Key points to know about the method:
- It is a specialization of a broader Newton-type framework, where the Hessian is replaced by the expected information. This tends to stabilize updates in many common models. See Newton-Raphson method for a related approach that uses the observed information (the negative Hessian) instead.
- For generalized linear models (GLMs) with exponential-family responses and canonical links, Fisher scoring aligns closely with a form of Iteratively Reweighted Least Squares. In these cases, each iteration reduces to solving a weighted least squares problem, with weights determined by the current fitted values and the variance function. This connection is often summarized by the shorthand that Fisher scoring "is IRLS in disguise" for GLMs with canonical links.
- Convergence properties depend on the curvature of the log-likelihood and the conditioning of the information matrix. Good starting values and well-behaved data help ensure rapid convergence. If I(θ) is ill-conditioned or singular, regularization or alternative optimization strategies may be employed.
For practical use, practitioners often write the update in terms of the log-likelihood’s gradient and its expected curvature, and then implement the iteration with numerical linear algebra routines to invert I(θ^{(t)}) and apply the update.
Relationship to related methods
- Newton-Raphson method: Both Newton-Raphson and Fisher scoring are Newton-type methods for finding MLEs. Newton-Raphson uses the observed information J(θ) = −∂²ℓ(θ)/∂θ∂θᵀ, whereas Fisher scoring uses the Fisher information I(θ) = E[−∂²ℓ(θ)/∂θ∂θᵀ]. See Newton-Raphson method for a broader discussion of convergence and stability.
- Generalized linear models and IRLS: In GLMs with exponential-family distributions and canonical links, Fisher scoring steps collapse to a form of Iteratively Reweighted Least Squares update. This makes the method particularly attractive in applied regression problems. See Generalized linear model for the broader modeling context.
- Observed vs. expected information: The choice between updating with I(θ) (Fisher scoring) or with J(θ) (Newton–Raphson) reflects a trade-off between stability and rapidity of convergence. See Fisher information and Observed information for the two viewpoints.

[Data extracted from a collection]
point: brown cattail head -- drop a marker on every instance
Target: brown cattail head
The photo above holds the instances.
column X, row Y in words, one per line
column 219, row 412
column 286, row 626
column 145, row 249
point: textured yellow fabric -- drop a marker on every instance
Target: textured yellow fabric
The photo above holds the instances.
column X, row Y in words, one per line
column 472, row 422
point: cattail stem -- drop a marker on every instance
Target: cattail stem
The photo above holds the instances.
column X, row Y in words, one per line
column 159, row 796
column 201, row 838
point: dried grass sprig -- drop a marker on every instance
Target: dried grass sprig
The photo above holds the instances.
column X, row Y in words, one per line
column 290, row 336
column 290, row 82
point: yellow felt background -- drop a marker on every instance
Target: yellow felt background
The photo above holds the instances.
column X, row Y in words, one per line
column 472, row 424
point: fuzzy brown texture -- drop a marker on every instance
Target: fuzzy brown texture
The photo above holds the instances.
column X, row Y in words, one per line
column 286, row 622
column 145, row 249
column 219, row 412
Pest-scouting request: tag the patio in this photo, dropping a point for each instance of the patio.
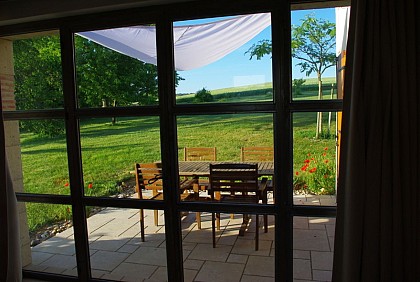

▶ [Required actions]
#1 According to the excerpt on Fisher scoring, what does the Newton-Raphson method use in place of the expected information?
#2 Please duplicate the excerpt on Fisher scoring from "- Convergence properties" to "apply the update.".

▶ [Answers to the exercises]
#1 The observed information, J(θ), which is the negative Hessian.

#2
- Convergence properties depend on the curvature of the log-likelihood and the conditioning of the information matrix. Good starting values and well-behaved data help ensure rapid convergence. If I(θ) is ill-conditioned or singular, regularization or alternative optimization strategies may be employed.
For practical use, practitioners often write the update in terms of the log-likelihood’s gradient and its expected curvature, and then implement the iteration with numerical linear algebra routines to invert I(θ^{(t)}) and apply the update.